Activity list:
A - According to the growing pains text, in which part of the legs is the pain usually felt?
B - Write a continuation of the growing pains text that picks up after its final sentence.

Excerpt to read:
──────

What are growing pains?

Your child wakes up at night with painful legs. You may wonder if it's growing pains. You may feel worried that it could be something serious.

Many people call it "growing pains" when children have pain during their growth years. But the pain is not caused by the child's growth. Nor is it caused by a medical problem. Doctors don't know why children have this pain.

Growing pains hurt, but they are not serious. They will not cause any long-lasting problems.

What can you expect?

Growing pains may start when your child is a toddler. After they start, your child may have them off and on for 1 or 2 years. They can also start later in your child's life. Sometimes teens can have growing pains.

Your child won't be in pain all the time. Your child may go days, weeks, or months with no growing pains. The painful area won't feel warm, and there won't be any swelling or redness or other colour changes.

Not all children have growing pains.

What are the symptoms?

  • Your child's pain is in the muscles, not in joints.
  • The pain usually happens later in the afternoon, in the evening, or at night.
  • The pain can be bad enough that it wakes your child up at night.
  • The pain is usually in the thighs or calves and in both legs.
  • There may be more pain if your child was more active during the day.
  • The pain goes away by the morning.

Call your doctor or nurse advice line if your child's pain:

  • Is in one leg only.
  • Continues through the day.
  • Happens along with exercise.
  • Gets worse.
  • Does not go away after a few days.

How are growing pains diagnosed?

Growing pains have a certain pattern of symptoms. If you are unsure about whether your child is having growing pains, talk to your doctor. The doctor will ask about your child's pain. If it doesn't fit the usual pattern, the doctor may examine your child.

──────

Available data:
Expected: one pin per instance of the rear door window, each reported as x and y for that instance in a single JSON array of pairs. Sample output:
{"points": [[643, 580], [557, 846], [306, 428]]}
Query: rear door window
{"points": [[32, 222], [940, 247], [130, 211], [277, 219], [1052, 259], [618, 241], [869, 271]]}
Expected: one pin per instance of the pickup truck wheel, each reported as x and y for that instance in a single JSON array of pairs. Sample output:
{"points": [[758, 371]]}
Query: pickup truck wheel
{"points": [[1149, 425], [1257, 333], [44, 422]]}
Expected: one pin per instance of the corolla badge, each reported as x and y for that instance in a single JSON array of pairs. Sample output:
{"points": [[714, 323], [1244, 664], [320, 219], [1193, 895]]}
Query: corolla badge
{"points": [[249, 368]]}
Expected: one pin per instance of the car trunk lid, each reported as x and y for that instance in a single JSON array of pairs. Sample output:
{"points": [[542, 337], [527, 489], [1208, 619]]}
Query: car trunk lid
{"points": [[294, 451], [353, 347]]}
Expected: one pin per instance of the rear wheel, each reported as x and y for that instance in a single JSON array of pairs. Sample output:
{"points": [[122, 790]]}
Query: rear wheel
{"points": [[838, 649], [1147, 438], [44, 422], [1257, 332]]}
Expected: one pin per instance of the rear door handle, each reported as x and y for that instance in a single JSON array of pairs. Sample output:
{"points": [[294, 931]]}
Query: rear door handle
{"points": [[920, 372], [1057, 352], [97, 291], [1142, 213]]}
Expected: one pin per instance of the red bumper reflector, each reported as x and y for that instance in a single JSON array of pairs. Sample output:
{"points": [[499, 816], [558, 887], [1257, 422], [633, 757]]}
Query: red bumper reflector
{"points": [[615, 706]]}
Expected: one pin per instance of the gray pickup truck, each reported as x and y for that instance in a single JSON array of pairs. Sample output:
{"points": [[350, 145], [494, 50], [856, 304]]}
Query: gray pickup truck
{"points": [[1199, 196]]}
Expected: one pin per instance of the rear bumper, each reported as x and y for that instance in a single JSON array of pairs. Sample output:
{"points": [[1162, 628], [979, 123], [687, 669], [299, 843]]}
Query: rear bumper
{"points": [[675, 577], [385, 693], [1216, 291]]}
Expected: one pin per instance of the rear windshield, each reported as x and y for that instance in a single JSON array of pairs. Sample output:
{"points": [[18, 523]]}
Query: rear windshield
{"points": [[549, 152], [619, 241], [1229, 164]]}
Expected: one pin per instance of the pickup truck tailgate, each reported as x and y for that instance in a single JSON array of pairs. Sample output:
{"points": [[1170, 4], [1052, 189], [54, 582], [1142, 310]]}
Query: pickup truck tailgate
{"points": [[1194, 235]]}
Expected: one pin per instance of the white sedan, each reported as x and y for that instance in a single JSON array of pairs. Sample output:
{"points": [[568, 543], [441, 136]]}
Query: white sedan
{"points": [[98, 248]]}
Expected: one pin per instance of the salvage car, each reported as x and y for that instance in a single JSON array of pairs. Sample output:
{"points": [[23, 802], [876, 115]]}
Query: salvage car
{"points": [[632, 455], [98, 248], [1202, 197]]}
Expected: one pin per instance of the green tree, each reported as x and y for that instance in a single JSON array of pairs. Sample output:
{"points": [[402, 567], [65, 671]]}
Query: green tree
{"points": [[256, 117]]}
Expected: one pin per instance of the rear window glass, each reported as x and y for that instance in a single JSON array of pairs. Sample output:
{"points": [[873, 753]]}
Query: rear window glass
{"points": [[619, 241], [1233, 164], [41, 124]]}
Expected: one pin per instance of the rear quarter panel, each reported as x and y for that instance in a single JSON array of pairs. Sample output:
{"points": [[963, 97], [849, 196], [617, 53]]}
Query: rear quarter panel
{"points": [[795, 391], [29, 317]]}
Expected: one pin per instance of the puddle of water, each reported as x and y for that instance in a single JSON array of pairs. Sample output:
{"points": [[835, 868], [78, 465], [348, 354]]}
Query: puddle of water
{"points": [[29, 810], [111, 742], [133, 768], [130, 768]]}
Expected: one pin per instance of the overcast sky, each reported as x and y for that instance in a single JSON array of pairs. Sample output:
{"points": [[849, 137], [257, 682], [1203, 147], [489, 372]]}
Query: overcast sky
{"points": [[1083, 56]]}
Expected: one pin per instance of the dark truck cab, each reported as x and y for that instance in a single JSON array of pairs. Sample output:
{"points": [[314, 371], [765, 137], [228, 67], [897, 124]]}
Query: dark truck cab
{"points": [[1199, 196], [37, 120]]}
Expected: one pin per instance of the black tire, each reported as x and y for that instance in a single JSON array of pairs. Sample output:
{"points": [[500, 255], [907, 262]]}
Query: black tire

──────

Task results:
A - In the thighs or calves, and in both legs.

B -
It is probably not growing pains if your child looks sick, has pain during the day or during an activity, or has pain that gets worse over time. In these cases, your doctor may do more tests.

How are growing pains treated?

  • Tell your child that you understand it hurts. But also tell your child that it is not a serious problem and will go away.
  • Try gently massaging the area.
  • Use heat. To apply heat, put a hot water bottle or a warm cloth on the area. Keep a cloth between the warm water bottle and your child's skin.
  • Give your child acetaminophen (Tylenol) or ibuprofen (Advil, Motrin) for pain. Be safe with medicines. Read and follow all instructions on the label.
  • Do not give a child two or more pain medicines at the same time unless the doctor told you to. Many pain medicines have acetaminophen, which is Tylenol. Too much acetaminophen (Tylenol) can be harmful.
  • Encourage your child to continue their usual activities. Not doing them will not prevent growing pains.

Follow-up care is a key part of your child's treatment and safety. Be sure to make and go to all appointments, and call your doctor or nurse advice line (811 in most provinces and territories) if your child is having problems. It's also a good idea to know your child's test results and keep a list of the medicines your child takes.